### REQUIREMENT:
Continue the passage on actor-critic methods and deep Q-learning, starting right after its final sentence.

### SUPPLIED PASSAGE:
::::::::::

Figure 1: The basic actor-critic algorithm visualized.

The actor-critic (AC) model is considered a decoupling technique which splits a reinforcement system into an action-selection and action-evaluation component. Actor are any type of reinforcement learning techniques, which actively improve the policy based on new action-value information. In general, actors provide an approximate state-action function, which is updated based on the values of the Q-functions. Critics are in general temporal differencing methods such as Q-learning or SARSA. They actively evaluate the current policy and update the action-value function itself.

AC systems are widely used, as they emulate a neural reward model and allow for clear separation of concerns. In AC, the actor produces an action based on its current Q-learning model. The critic observes the environmental reward, and evaluates the utility of the selected action. Depending on the reward, the critic will provide "feedback" to the actor, which will update its state-action function. Actor-critic methods are useful if the state or action space are too large and have to be approximated. Since approximators do not necessarily guarantee convergence and may also produce wildly varying policies actor-critic servers as a form of balancing algorithm[1].

Figure 1 displays a visual model of the actor-critic algorithm. The critic uses temporal differencing to calculate the state-action value function. The actor recalculates the policy on the basis of the newly updated Q-function.

### The DeepMind Deep Reinforcement Learning Algorithm

#### Motivation

Reinforcement learning has traditionally been confined to domains in which the state space was generally well-defined, fully-observable, and low-dimensional. In order to represent the environment reinforcement agents frequently made use of prior manually generated models and heuristics, which provided a reasonable state-action baseline instead of just random initial guessing. This approach, however, conflicted with the notion of finding a general model. These reinforcement agents only operated well in the environment they had been designed for, and failed in unknown, new domains. A reinforcement learning agent which excelled at playing a game of chess, failed completely at backgammon and vice versa.

Q-learning in particular had been limited in its ability to approximate the full state-action space, partially because existing methods were unable to model neural perception appropriately. With a resurgence of popularity in machine learning, (convolutional) neural networks (CNNs) emerged as a new possible function approximator for Q-learning. Deep CNNs use a feed-forward mechanism which is said to imitate the behavior of receptive fields, boding themselves well for perception-based agents.

Unfortunately, non-linear approximators such as neural nets were known to behave erratically in reinforcement learning, thus limiting their usability.

#### Deep Q-Learning

To tackle this problem Mnih, Kavukcuoglu, Silver, et al., 2015 [2] proposed a new form of Q-learning, titled deep Q-learning (it is also referred to as deep Q-networks (DQN)). In addition to using a convolutional neural net to model the state-action space, they leverage experience replay[3] as a stabilization mechanism. Experience replay collects a buffer of historical transition models and randomly inserts the transition values during the Q-update function. Any historical transition may influence the future action selection, thus averaging the behavior distribution overall and mitigating the occurrence of local minima or divergence.

::::::::::

### INFORMATION PROVIDED:
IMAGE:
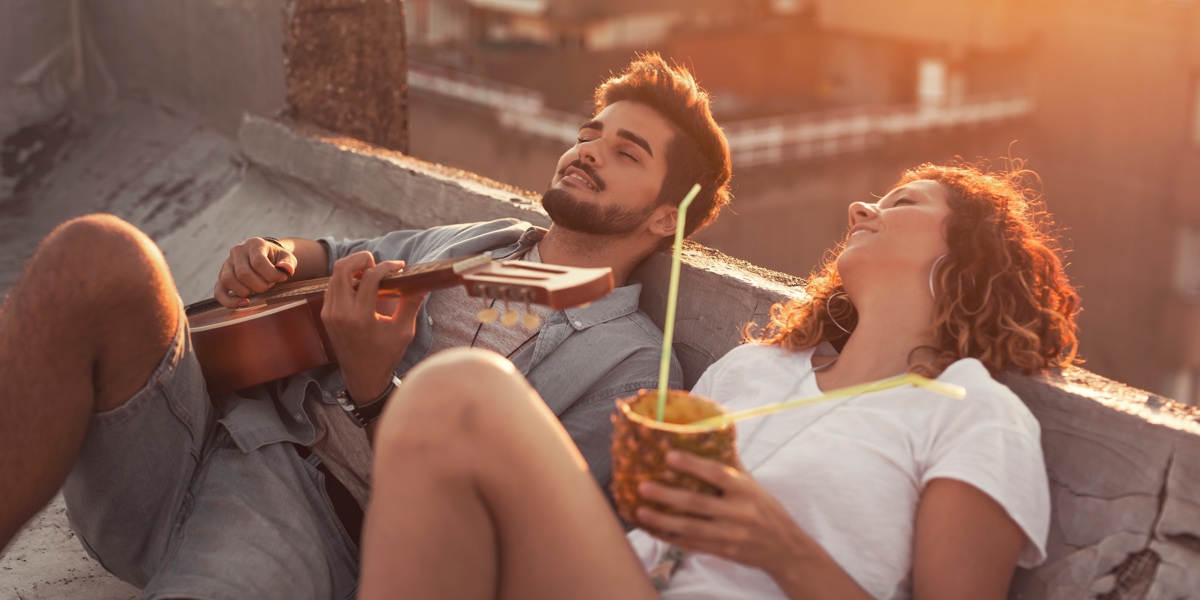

::::::::::

### RESULT OF THE TASK:
Secondly, in every state-action update the target value, i.e. the expected return, is trained independently of the actual update function for several update epochs. This guarantees that an update to ${\displaystyle Q(s_{t},a_{i})}$ does not immediately impact updates to ${\displaystyle Q(s_{t+1},a)}$. If the model is at risk of diverging or oscillation, this method establishes a potential buffer to stabilize. It can be considered a hybrid off-policy approach as the policy is only improved every N-steps.

##### Algorithm

The algorithm below describes the typical behavior of a deep Q-learning framework. For ${\displaystyle M}$ episodes, the agent will iterate over its action-value function ${\displaystyle Q}$. To reduce CPU and memory usage, the state space is preprocessed using the ${\displaystyle \phi }$ function, which reduces the dimensionality of the input value. The agent uses Q-learning to update its action-value function ${\displaystyle Q}$. In each step, it selects an action ${\displaystyle a}$ ${\displaystyle \epsilon }$-greedily. This means that with an ${\displaystyle \epsilon }$ chance it will pick an action randomly to explore, otherwise it exploits and selects the action with the highest expected value. Note that the use of argmax in the selection process implies that the expected action space is low and likely discrete.

After executing the action, it observes the reward ${\displaystyle r}$ and updates the state ${\displaystyle s}$ to the new state ${\displaystyle s_{t+1}}$. The following sequence of steps is what distinguishes a Deep Q-learning agent from conventional Q-learning. After the reward has been observed, the agent stores the full transition in its memory stash ${\displaystyle D}$.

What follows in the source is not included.